* [Work to complete] Extract the full listing below without altering a single character.
§ §
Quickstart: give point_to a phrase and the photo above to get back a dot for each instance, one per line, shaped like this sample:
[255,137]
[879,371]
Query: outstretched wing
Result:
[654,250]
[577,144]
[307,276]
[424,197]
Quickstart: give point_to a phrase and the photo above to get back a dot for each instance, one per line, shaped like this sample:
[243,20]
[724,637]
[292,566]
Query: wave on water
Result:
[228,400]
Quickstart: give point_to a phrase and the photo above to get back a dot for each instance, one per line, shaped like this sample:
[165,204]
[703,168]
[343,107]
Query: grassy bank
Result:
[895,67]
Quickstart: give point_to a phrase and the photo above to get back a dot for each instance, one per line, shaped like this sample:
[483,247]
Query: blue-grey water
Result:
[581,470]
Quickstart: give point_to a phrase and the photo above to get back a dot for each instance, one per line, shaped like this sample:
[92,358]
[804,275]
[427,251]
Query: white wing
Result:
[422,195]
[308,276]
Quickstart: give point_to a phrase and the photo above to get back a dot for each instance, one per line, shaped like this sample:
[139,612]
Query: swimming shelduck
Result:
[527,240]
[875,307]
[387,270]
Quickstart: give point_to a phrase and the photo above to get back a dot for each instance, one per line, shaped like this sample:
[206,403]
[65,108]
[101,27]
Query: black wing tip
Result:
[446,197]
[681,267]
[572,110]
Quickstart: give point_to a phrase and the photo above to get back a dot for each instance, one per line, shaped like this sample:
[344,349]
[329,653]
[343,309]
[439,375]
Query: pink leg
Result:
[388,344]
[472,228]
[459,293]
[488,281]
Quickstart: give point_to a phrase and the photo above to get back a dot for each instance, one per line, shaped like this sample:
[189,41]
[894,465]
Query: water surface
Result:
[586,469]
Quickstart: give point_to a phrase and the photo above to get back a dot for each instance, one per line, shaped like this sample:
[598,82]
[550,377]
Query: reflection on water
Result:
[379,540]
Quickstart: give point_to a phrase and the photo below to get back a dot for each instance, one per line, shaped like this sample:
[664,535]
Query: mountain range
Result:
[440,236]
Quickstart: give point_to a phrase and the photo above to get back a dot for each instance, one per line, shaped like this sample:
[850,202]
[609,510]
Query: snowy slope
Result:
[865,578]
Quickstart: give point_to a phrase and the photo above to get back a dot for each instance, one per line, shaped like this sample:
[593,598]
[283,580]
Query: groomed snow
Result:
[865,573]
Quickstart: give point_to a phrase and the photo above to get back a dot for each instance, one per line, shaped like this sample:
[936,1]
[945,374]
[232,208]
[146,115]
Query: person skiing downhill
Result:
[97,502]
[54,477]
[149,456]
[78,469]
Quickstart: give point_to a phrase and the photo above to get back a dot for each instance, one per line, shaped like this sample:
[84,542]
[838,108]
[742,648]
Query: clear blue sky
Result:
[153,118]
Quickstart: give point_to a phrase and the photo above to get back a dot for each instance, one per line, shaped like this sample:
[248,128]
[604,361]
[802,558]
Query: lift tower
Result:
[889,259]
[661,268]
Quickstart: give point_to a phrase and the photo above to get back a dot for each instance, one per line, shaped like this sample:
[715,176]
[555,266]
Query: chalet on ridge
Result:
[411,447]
§ §
* [Answer for the task]
Quickstart: give point_to a phrase and the photo above to get back a dot for each instance, one per line, shaped like this sample:
[255,137]
[879,371]
Query: outstretched wing
Result:
[654,250]
[577,144]
[307,276]
[424,197]
Quickstart: give point_to a phrase and the photo above to get back a dot for each instance, one per line, shaped like this sample:
[243,20]
[724,637]
[292,566]
Query: wave on water
Result:
[228,400]
Quickstart: give point_to a phrase and the photo above to get back a dot for each instance, one per line, shaped like this sample:
[165,204]
[703,168]
[343,107]
Query: grassy bank
Result:
[895,67]
Quickstart: give point_to a phrase and the photo above to get back a dot for each instance, one per line, shaped like this sample:
[483,247]
Query: blue-grey water
Result:
[581,470]
Quickstart: give point_to a phrase and the photo above to get back a dot for each instance, one per line, shaped like this sample:
[92,358]
[804,275]
[427,251]
Query: white wing
Result:
[422,195]
[308,276]
Quickstart: give point_to a phrase and the photo above to get back a dot for each instance, one per line, shaped like this sample:
[139,612]
Query: swimming shelduck
Result:
[527,240]
[875,307]
[387,270]
Quickstart: give point_to a phrase and the photo above to get back a dot for each instance, one per line, shaped like this sample:
[206,403]
[65,108]
[101,27]
Query: black wing tip
Result:
[446,197]
[681,267]
[572,110]
Quickstart: give point_to a phrase and the photo above to get back a dot for each instance, one per line, shaped like this sample:
[344,349]
[329,653]
[343,309]
[439,375]
Query: pink leg
Result:
[388,344]
[472,228]
[459,293]
[488,281]
Quickstart: give point_to a phrase and the photo above to get back a dot for each instance, one per line, shaped like this sample:
[189,41]
[894,465]
Query: water surface
Result:
[586,469]
Quickstart: give point_to a phrase and the photo above to get back a dot for each instance, one per line, shaped like this sample:
[598,82]
[550,377]
Query: reflection on water
Result:
[379,540]
Quickstart: give point_to a phrase and the photo below to get back a dot for each instance, one per line, shaped like this sample:
[664,535]
Query: mountain range
Result:
[440,236]
Quickstart: give point_to a phrase and the photo above to get back a dot for each instance, one per line, shaped like this sample:
[850,202]
[609,510]
Query: snowy slope
Result:
[865,578]
Quickstart: give point_to a phrase and the photo above to get back a dot for each instance, one per line, shaped like this sample:
[593,598]
[283,580]
Query: groomed snow
Result:
[865,573]
Quickstart: give point_to a phrase and the photo above to get back a dot for each instance, one per line, shaped like this sample:
[936,1]
[945,374]
[232,208]
[146,115]
Query: person skiing downhill
Result:
[97,502]
[54,477]
[149,456]
[78,469]
Quickstart: give point_to a phrase and the photo above to get back a dot for each instance, one per line, shaped like this sample:
[84,542]
[838,108]
[742,648]
Query: clear blue sky
Result:
[153,118]
Quickstart: give point_to a phrase and the photo above to get back a dot for each instance, one per line, shaped like this sample:
[248,128]
[604,361]
[802,558]
Query: lift tower
Result:
[889,259]
[661,268]
Quickstart: give point_to a phrase and the photo above to get back a dot for each instance, one per line, shaped like this sample:
[715,176]
[555,266]
Query: chalet on ridge
Result:
[411,447]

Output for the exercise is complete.